§ **ABOUT THIS TASK**
Go line by line through the data below and count those that hold "mound". Return only the number.

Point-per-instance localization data
* * * * * * * * *

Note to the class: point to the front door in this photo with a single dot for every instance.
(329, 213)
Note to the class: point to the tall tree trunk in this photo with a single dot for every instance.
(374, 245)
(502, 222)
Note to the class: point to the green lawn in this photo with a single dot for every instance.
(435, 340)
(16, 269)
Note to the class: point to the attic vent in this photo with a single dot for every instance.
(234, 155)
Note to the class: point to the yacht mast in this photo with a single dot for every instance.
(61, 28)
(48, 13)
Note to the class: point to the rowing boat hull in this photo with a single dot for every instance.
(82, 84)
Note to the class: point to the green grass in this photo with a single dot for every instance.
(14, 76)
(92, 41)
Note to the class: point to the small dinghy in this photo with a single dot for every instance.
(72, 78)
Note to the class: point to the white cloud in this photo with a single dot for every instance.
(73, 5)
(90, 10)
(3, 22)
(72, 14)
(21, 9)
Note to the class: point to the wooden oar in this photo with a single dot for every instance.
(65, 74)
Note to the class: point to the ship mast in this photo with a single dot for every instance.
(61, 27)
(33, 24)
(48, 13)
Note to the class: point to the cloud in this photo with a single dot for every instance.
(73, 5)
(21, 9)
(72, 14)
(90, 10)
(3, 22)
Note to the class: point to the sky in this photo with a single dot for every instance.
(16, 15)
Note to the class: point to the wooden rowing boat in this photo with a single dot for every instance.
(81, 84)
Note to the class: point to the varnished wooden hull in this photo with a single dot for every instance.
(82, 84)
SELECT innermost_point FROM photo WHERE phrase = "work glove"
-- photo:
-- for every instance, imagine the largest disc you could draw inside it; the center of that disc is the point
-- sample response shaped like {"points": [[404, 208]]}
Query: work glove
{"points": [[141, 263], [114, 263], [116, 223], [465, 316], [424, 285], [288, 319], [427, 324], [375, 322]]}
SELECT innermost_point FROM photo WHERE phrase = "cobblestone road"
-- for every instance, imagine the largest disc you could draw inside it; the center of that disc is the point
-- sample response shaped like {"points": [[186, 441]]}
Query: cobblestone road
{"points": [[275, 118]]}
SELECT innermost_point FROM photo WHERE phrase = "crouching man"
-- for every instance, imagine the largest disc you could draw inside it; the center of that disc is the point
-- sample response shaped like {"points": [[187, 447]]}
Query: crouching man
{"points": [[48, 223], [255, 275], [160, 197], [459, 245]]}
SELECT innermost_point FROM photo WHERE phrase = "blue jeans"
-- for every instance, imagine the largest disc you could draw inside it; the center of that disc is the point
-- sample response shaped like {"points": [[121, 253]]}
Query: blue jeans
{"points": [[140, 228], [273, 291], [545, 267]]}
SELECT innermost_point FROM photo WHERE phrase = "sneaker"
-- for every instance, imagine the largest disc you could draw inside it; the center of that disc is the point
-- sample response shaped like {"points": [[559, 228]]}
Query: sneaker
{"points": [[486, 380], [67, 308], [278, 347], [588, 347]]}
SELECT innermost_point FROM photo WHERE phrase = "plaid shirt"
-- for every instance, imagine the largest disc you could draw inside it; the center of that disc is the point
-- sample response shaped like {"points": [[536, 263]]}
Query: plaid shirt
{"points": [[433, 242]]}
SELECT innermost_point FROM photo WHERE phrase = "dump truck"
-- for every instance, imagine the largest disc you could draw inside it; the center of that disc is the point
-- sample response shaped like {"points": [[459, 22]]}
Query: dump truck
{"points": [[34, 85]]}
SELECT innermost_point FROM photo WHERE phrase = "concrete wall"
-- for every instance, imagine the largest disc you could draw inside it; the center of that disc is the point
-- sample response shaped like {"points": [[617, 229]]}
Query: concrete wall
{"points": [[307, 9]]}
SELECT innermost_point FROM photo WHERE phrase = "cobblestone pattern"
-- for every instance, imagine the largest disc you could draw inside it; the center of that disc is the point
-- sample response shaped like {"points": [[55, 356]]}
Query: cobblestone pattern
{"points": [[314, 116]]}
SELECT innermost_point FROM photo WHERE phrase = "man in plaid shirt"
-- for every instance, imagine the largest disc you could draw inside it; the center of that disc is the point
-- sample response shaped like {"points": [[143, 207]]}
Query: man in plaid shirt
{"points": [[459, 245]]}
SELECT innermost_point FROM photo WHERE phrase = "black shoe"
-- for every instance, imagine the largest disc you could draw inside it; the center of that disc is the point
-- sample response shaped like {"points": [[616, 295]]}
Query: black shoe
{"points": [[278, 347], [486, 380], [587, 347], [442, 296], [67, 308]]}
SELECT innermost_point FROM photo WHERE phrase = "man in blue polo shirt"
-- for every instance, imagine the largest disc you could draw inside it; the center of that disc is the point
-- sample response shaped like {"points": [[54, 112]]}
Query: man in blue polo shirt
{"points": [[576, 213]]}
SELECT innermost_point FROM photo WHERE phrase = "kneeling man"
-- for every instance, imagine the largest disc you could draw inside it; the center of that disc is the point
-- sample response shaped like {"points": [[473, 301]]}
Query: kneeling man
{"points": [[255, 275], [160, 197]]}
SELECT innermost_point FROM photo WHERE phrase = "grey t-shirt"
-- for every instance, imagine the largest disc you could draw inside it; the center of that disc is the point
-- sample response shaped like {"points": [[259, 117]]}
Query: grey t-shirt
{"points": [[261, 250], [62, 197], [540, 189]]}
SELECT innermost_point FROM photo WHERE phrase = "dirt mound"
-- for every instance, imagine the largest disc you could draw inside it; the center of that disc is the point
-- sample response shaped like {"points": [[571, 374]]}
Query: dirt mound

* * * * * * * * *

§ **ANSWER BELOW**
2